## Requests
A) In the UDF locking thread, which filesystem driver is said never to call lock_buffer()?
B) Resume the UDF locking thread after its last sentence.

===== Text shown =====

Re: Possible UDF locking error?

From: Jan Kara
Date: Wed Apr 03 2019 - 04:07:06 EST


Hi,

On Sat 30-03-19 14:49:46, Steve Magnani wrote:
> On 3/25/19 11:42 AM, Jan Kara wrote:
> > Hi!
> >
> > On Sat 23-03-19 15:14:05, Steve Magnani wrote:
> > > I have been hunting a UDF bug that occasionally results in generation
> > > of an Allocation Extent Descriptor with an incorrect tagLocation. So
> > > far I haven't been able to see a path through the code that could
> > > cause that. But, I noticed some inconsistency in locking during
> > > AED generation and wonder if it could result in random corruption.
> > >
> > > The function udf_update_inode() has this general pattern:
> > >
> > > bh = udf_tgetblk(...); // calls sb_getblk()
> > > lock_buffer(bh);
> > > memset(bh->b_data, 0, inode->i_sb->s_blocksize);
> > > // <snip>other code to populate FE/EFE data in the block</snip>
> > > set_buffer_uptodate(bh);
> > > unlock_buffer(bh);
> > > mark_buffer_dirty(bh);
> > >
> > > This I can understand - the lock is held for as long as the buffer
> > > contents are being assembled.
> > >
> > > In contrast, udf_setup_indirect_aext(), which constructs an AED,
> > > has this sequence:
> > >
> > > bh = udf_tgetblk(...); // calls sb_getblk()
> > > lock_buffer(bh);
> > > memset(bh->b_data, 0, inode->i_sb->s_blocksize);
> > >
> > > set_buffer_uptodate(bh);
> > > unlock_buffer(bh);
> > > mark_buffer_dirty_inode(bh);
> > >
> > > // <snip>other code to populate AED data in the block</snip>
> > >
> > > In this case the population of the block occurs without
> > > the protection of the lock.
> > >
> > > Because the block has been marked dirty, does this mean that
> > > writeback could occur at any point during population?
> > Yes. Thanks for noticing this!
> >
> > > There is one path through udf_setup_indirect_aext() where
> > > mark_buffer_dirty_inode() gets called again after population is
> > > complete, which I suppose could heal a partial writeout, but there is
> > > also another path in which the buffer does not get marked dirty again.
> > Generally, we add new extents to the created indirect extent which dirties
> > the buffer and that should fix the problem. But you are definitely right
> > that the code is suspicious and should be fixed. Will you send a patch?
>
> I did a little archaeology to see how the code evolved to this point. It's
> been like this a long time.
>
> I also did some research to understand why filesystems use lock_buffer()
> sometimes but not others. For example, the FAT driver never calls it. I ran
> across this thread from 2011:
>
> https://lkml.org/lkml/2011/5/16/402
>
> ...from which I conclude that while it is correct in a strict sense to hold
> a lock on a buffer any time its contents are being modified, performance
> considerations make it preferable (or at least reasonable) to make some
> modifications without a lock provided it's known that a subsequent write-out
> will "fix" any potential partial write out before anyone else tries to read
> the block.

===== Records supplied =====

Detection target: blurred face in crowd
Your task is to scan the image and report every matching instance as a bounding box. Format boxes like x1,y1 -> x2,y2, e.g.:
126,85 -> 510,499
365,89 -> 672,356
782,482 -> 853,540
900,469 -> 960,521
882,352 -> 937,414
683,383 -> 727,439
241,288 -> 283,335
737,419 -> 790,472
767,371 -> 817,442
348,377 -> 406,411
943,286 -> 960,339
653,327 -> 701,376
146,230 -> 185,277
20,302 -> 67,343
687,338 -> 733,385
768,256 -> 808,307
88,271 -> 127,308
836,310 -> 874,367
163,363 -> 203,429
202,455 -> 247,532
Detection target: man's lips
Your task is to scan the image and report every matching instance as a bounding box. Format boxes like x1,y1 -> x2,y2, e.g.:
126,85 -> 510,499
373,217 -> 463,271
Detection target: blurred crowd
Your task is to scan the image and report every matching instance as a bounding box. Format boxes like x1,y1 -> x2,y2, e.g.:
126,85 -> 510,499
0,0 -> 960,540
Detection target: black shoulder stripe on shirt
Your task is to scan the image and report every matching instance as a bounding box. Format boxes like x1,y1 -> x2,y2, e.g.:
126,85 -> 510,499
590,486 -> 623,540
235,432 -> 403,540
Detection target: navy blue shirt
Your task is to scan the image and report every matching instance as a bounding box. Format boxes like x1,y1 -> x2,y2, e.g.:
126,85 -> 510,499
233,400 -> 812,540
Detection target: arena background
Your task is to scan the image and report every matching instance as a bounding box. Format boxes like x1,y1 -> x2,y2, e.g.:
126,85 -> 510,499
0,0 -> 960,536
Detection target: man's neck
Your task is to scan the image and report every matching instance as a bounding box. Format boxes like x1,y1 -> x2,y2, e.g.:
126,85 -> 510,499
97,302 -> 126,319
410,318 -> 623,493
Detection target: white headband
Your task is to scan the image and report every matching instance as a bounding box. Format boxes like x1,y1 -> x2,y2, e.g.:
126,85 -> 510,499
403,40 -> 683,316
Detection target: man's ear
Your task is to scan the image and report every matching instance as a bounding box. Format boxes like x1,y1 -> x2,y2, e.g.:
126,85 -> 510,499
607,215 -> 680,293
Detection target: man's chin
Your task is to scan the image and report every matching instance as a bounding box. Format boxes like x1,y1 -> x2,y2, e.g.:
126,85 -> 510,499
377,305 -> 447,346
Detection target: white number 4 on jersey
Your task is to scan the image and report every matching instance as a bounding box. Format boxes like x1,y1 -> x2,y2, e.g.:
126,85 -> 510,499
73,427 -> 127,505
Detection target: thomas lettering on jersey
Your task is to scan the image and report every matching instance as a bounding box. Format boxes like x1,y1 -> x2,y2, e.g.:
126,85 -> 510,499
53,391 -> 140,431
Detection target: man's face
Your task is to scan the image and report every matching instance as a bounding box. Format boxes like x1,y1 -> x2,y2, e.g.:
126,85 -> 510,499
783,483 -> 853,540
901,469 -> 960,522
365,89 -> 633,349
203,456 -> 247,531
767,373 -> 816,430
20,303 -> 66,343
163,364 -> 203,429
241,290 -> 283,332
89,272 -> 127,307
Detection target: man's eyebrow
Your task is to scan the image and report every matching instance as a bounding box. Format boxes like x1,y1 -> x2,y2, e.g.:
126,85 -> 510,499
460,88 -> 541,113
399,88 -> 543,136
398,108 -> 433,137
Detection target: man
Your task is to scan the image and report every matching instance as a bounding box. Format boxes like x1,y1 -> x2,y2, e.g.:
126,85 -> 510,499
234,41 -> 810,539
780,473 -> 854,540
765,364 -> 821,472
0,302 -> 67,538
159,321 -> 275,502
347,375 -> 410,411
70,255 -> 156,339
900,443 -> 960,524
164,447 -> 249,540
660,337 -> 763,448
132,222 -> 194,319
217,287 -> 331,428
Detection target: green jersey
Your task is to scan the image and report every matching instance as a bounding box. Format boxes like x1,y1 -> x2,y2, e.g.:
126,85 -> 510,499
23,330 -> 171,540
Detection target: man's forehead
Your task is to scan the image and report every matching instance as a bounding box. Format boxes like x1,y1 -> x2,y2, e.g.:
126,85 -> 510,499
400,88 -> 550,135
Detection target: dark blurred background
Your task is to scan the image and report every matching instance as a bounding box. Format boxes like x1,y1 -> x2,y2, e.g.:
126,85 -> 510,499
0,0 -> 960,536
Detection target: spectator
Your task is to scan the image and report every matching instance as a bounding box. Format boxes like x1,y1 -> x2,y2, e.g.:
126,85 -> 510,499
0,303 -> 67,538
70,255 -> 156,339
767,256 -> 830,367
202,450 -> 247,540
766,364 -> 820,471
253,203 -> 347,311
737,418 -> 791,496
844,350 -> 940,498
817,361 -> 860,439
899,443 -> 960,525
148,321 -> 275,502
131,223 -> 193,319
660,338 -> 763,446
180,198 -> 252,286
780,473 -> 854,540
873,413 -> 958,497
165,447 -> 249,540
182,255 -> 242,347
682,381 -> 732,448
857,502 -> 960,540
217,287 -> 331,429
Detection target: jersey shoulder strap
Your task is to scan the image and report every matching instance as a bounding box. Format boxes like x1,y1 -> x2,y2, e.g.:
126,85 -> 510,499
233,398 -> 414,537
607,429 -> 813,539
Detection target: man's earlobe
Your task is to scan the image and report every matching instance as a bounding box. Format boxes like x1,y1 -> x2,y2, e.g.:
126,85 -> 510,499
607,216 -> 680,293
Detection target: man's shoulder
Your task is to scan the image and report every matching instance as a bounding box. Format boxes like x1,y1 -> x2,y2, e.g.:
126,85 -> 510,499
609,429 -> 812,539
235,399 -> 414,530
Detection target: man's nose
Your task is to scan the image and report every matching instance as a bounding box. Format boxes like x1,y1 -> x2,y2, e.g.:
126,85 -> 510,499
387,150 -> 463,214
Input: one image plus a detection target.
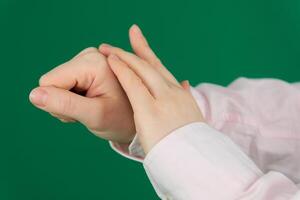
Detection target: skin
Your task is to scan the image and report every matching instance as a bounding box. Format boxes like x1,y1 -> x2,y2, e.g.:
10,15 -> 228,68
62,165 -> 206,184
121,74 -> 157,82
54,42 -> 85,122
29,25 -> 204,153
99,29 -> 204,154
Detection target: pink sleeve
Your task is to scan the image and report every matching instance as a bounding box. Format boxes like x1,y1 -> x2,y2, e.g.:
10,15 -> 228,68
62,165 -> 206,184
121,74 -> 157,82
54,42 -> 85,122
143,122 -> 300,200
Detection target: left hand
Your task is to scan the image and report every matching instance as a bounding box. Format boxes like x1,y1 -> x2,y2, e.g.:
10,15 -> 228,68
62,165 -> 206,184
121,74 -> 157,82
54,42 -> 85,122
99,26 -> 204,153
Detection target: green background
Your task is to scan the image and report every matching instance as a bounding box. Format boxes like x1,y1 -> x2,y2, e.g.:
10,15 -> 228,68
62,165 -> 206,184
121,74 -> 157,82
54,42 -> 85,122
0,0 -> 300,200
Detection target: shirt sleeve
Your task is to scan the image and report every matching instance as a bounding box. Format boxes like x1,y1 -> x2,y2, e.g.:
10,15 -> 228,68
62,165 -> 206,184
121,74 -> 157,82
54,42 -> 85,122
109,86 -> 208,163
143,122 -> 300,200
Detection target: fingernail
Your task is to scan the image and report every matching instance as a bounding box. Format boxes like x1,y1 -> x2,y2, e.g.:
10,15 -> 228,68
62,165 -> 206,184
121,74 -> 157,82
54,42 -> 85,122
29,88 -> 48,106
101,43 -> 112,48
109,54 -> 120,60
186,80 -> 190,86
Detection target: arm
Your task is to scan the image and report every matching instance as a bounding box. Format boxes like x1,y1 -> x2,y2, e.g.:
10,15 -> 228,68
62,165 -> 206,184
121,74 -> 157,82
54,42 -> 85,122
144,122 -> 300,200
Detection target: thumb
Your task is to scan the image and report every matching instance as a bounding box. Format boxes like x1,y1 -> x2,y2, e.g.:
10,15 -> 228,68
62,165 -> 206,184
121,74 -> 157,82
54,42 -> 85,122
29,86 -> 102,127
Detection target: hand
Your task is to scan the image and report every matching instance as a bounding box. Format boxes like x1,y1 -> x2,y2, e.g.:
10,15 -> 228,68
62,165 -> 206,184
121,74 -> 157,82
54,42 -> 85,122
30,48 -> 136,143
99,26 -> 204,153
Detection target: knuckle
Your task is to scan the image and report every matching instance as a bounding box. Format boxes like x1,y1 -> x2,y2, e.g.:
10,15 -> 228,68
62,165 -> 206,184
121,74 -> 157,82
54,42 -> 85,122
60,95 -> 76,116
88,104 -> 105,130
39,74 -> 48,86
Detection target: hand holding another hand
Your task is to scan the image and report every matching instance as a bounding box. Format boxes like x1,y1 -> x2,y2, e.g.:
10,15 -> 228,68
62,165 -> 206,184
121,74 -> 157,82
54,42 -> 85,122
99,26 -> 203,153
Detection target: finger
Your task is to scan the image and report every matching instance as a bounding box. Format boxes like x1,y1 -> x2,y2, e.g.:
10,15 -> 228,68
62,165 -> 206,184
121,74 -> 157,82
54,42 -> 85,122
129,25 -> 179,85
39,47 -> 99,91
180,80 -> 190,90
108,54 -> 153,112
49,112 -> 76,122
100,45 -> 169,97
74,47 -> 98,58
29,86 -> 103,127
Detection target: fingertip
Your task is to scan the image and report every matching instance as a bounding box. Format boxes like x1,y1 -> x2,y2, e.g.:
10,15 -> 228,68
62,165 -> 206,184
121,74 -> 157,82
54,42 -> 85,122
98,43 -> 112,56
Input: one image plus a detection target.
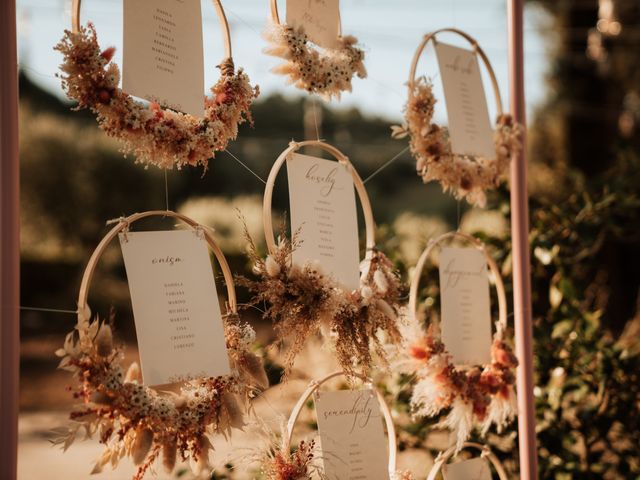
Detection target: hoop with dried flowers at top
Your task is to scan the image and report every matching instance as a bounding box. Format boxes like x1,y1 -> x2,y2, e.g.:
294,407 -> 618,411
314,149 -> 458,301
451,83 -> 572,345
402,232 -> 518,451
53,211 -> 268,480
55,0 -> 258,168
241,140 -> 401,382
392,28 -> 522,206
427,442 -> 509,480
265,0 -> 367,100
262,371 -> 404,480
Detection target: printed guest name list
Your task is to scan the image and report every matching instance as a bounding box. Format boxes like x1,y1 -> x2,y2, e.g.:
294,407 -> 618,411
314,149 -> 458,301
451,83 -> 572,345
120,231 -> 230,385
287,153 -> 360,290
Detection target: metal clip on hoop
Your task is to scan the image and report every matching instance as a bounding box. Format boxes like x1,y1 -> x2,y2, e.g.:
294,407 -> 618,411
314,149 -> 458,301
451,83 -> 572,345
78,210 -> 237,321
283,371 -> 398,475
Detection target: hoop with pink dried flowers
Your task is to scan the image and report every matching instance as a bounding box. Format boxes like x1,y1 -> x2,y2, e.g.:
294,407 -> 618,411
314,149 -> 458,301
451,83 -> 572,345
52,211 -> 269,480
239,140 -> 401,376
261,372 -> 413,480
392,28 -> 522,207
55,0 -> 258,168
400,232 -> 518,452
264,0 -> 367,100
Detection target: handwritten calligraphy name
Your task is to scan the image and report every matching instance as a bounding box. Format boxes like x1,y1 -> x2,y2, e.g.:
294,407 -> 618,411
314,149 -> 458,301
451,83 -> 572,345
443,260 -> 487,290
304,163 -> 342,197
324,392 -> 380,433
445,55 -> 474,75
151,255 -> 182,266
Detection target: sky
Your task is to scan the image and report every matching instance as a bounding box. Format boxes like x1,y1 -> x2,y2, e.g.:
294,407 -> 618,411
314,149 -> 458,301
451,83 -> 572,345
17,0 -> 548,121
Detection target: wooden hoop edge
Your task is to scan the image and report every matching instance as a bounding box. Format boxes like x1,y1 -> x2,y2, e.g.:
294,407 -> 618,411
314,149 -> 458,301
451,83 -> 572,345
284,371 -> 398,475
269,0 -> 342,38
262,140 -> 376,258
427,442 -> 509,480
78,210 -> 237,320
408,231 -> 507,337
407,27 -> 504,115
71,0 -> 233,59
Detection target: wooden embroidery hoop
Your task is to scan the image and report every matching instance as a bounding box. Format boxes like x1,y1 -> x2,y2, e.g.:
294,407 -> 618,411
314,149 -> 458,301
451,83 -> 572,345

=====
===== Records supplied =====

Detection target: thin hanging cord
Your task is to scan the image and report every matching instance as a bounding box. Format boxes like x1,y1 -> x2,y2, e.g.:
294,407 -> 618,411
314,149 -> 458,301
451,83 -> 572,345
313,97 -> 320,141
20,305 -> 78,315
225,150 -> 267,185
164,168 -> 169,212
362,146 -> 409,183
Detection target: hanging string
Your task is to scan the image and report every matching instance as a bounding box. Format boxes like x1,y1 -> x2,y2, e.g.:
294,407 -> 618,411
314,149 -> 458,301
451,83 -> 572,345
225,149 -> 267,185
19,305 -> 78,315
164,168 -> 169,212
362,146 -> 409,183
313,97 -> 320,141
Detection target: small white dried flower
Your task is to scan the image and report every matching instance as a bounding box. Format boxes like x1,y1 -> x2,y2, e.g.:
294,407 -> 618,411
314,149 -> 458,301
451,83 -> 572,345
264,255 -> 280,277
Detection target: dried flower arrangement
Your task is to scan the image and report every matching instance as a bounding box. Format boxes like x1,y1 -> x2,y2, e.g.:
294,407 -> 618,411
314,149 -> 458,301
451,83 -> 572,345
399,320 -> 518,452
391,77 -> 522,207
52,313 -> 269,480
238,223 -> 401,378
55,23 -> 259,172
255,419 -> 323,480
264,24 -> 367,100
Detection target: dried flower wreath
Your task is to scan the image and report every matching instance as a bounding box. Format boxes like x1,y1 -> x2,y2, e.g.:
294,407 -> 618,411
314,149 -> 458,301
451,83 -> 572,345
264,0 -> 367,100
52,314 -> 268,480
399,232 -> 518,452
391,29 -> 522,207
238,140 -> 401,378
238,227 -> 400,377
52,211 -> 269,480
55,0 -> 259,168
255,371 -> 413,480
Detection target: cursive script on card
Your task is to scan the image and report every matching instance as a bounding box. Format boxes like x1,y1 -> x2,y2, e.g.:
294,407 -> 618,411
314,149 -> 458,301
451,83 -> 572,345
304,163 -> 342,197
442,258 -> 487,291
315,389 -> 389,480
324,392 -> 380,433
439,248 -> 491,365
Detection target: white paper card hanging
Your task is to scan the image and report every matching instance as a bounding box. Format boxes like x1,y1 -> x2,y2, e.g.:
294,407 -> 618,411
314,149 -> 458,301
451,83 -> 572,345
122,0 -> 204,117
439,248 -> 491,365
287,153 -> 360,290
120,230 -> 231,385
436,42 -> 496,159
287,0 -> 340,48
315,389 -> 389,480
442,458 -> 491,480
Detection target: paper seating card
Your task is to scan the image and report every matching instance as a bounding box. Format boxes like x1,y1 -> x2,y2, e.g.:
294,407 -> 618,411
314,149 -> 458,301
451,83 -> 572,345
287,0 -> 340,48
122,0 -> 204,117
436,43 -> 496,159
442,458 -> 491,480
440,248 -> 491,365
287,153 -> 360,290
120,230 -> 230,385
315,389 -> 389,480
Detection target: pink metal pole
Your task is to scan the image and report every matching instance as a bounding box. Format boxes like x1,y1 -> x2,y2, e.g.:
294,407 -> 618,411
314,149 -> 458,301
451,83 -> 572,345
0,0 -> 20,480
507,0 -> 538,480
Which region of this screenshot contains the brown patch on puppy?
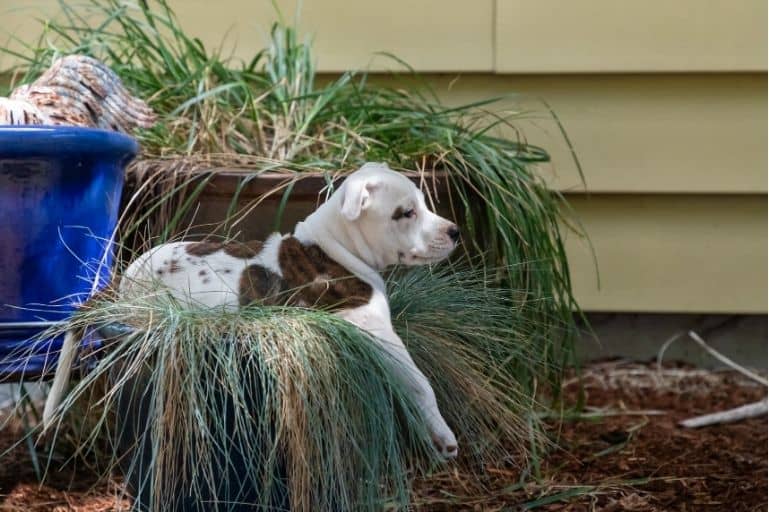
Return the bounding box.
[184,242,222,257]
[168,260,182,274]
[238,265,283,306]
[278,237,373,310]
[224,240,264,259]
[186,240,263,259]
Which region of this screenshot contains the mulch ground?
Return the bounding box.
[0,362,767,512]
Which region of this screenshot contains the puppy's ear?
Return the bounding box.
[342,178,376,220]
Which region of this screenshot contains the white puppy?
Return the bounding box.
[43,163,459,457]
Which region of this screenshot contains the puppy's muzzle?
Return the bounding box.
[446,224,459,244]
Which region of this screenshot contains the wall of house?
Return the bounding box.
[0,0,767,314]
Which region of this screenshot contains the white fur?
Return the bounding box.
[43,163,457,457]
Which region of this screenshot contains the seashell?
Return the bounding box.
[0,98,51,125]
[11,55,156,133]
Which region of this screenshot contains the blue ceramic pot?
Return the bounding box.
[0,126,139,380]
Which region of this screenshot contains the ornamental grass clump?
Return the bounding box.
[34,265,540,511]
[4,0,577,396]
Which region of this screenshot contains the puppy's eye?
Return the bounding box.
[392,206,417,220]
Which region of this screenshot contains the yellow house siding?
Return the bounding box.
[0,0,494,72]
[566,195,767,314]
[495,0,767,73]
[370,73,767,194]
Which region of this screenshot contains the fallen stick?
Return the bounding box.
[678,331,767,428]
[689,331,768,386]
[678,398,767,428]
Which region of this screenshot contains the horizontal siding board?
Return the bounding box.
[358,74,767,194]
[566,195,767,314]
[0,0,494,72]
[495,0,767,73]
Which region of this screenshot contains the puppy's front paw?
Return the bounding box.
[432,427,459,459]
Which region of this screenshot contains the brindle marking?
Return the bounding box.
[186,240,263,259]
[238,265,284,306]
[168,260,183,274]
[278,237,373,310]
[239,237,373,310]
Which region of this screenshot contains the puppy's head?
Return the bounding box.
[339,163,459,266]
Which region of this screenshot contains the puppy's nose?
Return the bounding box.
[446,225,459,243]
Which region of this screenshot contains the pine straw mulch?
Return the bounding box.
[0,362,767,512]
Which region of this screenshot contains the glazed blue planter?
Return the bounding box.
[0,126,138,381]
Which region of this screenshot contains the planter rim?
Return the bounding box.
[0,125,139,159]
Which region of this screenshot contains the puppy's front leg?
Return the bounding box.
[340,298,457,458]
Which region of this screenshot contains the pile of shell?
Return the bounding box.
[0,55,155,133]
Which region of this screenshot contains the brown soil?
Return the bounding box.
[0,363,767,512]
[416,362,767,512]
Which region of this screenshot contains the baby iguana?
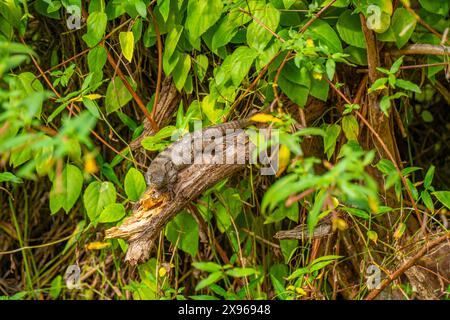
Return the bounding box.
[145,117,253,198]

=====
===== Records supplied =====

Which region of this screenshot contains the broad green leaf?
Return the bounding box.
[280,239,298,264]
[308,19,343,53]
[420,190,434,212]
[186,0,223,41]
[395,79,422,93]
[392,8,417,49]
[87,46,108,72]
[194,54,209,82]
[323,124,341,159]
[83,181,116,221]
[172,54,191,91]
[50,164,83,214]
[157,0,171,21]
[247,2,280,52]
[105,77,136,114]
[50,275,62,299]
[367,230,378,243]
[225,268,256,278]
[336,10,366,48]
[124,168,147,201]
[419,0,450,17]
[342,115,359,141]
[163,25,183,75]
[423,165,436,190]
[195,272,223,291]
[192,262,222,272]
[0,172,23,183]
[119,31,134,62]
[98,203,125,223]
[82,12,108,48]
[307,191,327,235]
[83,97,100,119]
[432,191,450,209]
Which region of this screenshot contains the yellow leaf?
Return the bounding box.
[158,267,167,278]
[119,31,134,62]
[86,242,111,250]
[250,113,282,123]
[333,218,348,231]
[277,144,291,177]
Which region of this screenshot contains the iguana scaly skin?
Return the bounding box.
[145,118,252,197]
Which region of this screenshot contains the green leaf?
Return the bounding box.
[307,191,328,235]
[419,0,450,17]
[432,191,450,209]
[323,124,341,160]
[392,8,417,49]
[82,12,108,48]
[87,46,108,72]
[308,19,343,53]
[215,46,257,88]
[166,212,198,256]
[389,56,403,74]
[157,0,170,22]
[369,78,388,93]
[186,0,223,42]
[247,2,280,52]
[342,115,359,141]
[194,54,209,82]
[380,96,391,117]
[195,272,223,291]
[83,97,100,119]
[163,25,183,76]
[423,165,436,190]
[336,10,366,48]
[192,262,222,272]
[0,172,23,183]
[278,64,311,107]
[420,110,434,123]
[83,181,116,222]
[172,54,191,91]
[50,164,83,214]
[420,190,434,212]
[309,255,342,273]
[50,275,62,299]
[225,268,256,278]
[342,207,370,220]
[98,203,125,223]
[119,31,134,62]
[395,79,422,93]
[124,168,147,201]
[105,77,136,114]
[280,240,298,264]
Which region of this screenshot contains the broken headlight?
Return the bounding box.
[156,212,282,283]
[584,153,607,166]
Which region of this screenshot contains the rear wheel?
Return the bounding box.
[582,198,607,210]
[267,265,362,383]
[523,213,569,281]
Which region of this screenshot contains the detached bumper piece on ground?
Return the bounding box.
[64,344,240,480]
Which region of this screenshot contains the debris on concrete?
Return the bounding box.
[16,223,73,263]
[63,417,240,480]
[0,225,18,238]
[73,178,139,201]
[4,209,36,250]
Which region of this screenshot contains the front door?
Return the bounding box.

=====

## Expected outputs
A) The FAT driver.

B)
Understood but UDF (and neither FAT) are really that performance critical.
If you look for performance, you'd certainly pick a different filesystem.
UDF is mainly for data interchange so it should work reasonably for copy-in
copy-out style of workloads, the rest isn't that important. So there
correctness and simplicity is preferred over performance.

> I doubt that UDF sees common use with DIF/DIX block devices,
> which might make a decision in favor of performance a little easier. Since
> the FAT driver doesn't contain Darrick's proposed changes I assume a
> decision was made that performance was more important there.
>
> Certainly the call to udf_setup_indirect_aext() from udf_add_aext() meets
> those criteria. But udf_table_free_blocks() may not dirty the AED block.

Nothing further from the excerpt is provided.